- _Study text_
──────────

Keywords

1 Introduction

With the improvement of technology, the observation and research of the life phenomenon have further to an fine, quantitative development. In agricultural areas, some monitoring methods integrated light, machine, electricity and other various techniques have played a key role in the production, scientific research and other key links. Among them, machine vision technology have achieved very good results in the quality detection of agricultural products, crop growth condition monitoring of agricultural machinery and automatic navigation of agricultural machinery, identification of crop diseases and insect pests for it’s rapid, nondestructive, non – contact [1,2,3,4,5,6,7,8,9].

──────────

- _Saved data entries_

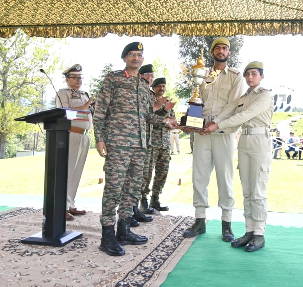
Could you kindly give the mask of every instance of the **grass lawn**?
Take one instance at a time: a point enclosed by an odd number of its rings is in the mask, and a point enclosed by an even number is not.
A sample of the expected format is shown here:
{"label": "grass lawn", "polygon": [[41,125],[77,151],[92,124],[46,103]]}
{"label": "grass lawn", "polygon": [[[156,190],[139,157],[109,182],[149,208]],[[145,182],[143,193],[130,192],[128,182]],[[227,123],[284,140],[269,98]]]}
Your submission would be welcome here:
{"label": "grass lawn", "polygon": [[[192,155],[189,153],[189,138],[180,140],[181,154],[171,156],[169,172],[161,199],[163,201],[191,205]],[[235,208],[243,209],[243,199],[235,151],[234,186]],[[44,156],[13,158],[0,160],[0,193],[25,195],[42,195],[44,186]],[[77,196],[101,198],[104,183],[98,184],[104,177],[104,159],[95,149],[90,149],[84,167]],[[267,184],[268,211],[303,213],[301,194],[303,160],[287,160],[283,156],[273,161],[272,171]],[[181,184],[178,185],[181,178]],[[216,207],[218,201],[215,174],[212,173],[208,187],[210,205]],[[1,203],[0,205],[5,205]]]}

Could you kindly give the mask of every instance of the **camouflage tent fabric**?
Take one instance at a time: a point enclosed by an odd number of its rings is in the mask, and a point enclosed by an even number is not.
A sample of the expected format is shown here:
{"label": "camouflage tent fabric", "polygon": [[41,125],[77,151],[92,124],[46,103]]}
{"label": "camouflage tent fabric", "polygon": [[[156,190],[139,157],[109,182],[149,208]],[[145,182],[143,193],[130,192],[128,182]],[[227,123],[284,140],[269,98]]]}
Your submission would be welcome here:
{"label": "camouflage tent fabric", "polygon": [[302,19],[303,0],[0,0],[4,38],[18,28],[46,37],[302,34]]}

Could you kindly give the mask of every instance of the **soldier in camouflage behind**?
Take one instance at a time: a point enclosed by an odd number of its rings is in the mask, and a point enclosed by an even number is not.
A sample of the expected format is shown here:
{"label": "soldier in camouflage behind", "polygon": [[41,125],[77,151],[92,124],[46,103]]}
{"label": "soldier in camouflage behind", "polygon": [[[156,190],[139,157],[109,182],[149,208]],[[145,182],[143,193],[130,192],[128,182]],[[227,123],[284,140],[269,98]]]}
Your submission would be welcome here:
{"label": "soldier in camouflage behind", "polygon": [[[153,67],[152,65],[147,65],[142,66],[139,70],[139,73],[141,76],[144,79],[148,81],[150,85],[152,84],[154,81],[155,73]],[[154,113],[159,115],[165,116],[168,111],[173,107],[175,104],[171,103],[170,101],[167,101],[167,97],[158,97],[158,99],[156,97],[155,92],[150,90],[149,109],[151,113]],[[165,104],[164,104],[165,103]],[[149,164],[150,162],[151,154],[152,152],[152,134],[153,130],[153,125],[146,124],[146,145],[147,147],[145,155],[145,162],[144,163],[144,168],[143,171],[143,176],[142,178],[142,186],[141,190],[141,194],[142,199],[140,200],[140,208],[142,212],[146,214],[155,214],[156,213],[156,210],[148,205],[146,198],[146,194],[145,194],[144,191],[146,188],[146,185],[148,183],[148,185],[150,182],[151,179],[149,178]],[[147,188],[148,190],[148,193],[150,190],[148,186]],[[135,212],[134,211],[134,213]],[[138,218],[134,214],[133,217],[133,222],[134,217],[138,221],[141,221],[140,218]],[[143,221],[144,222],[144,221]],[[137,225],[138,225],[138,224]]]}
{"label": "soldier in camouflage behind", "polygon": [[[158,100],[163,96],[166,90],[166,81],[165,78],[156,79],[152,85]],[[168,118],[175,117],[175,113],[172,109],[175,103],[170,101],[170,109],[167,111],[166,116]],[[164,106],[166,104],[163,104]],[[165,108],[165,109],[166,108]],[[161,207],[159,201],[159,194],[161,193],[168,173],[170,156],[171,148],[170,130],[168,127],[162,125],[153,125],[152,134],[152,153],[149,163],[148,179],[146,185],[142,192],[142,198],[146,198],[150,192],[149,183],[152,180],[152,171],[155,168],[155,175],[152,190],[150,206],[156,210],[166,211],[168,210],[167,206]]]}
{"label": "soldier in camouflage behind", "polygon": [[[138,42],[127,45],[121,58],[123,70],[109,73],[97,98],[94,119],[96,148],[105,157],[105,183],[102,198],[102,250],[112,256],[125,254],[121,246],[143,244],[145,236],[131,231],[133,207],[141,198],[142,173],[146,148],[146,121],[173,128],[173,120],[152,114],[148,110],[149,87],[139,77],[143,62],[143,46]],[[115,236],[116,208],[119,205]],[[121,244],[121,245],[120,245]]]}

──────────

- _Task prompt_
Pick up the introduction on machine vision in agriculture and continue it from its last sentence.

- _Task output_
Machine vision technology can obtain the digital information of plant growth in real time and continuously [10, 11], and it plays an important role in the understanding of plant growth and the formulation of reasonable control measures. Ma et al. [12] used machine vision and image processing technology to monitor the growth information of many plants. It was found that in the process of image processing, the EEC (Estimation Error Cancel) image analysis method based on sub pixel and region matching can improve the detection accuracy effectively. Using this system to monitor the growth of chrysanthemum, we can see that the growth rate of the chrysanthemum in the day was lower than that at night.

Plant growth in the three-dimensional world, while uses the method of two-dimensional image monitoring of crop growth in the case that the crop biomass is small, the change of morphology is little can play a better role. However, for the crop organs with complex form such as corn leaves, it is difficult to ensure that the motion of the monitored blade is in the plane of the camera’s projection.

The basic principle of binocular stereo vision technology is to observe the same object from two points of view in order to obtain the stereo image pair and match the corresponding image points, which can calculate the parallax and obtain the 3D information [13,14,15,16,17].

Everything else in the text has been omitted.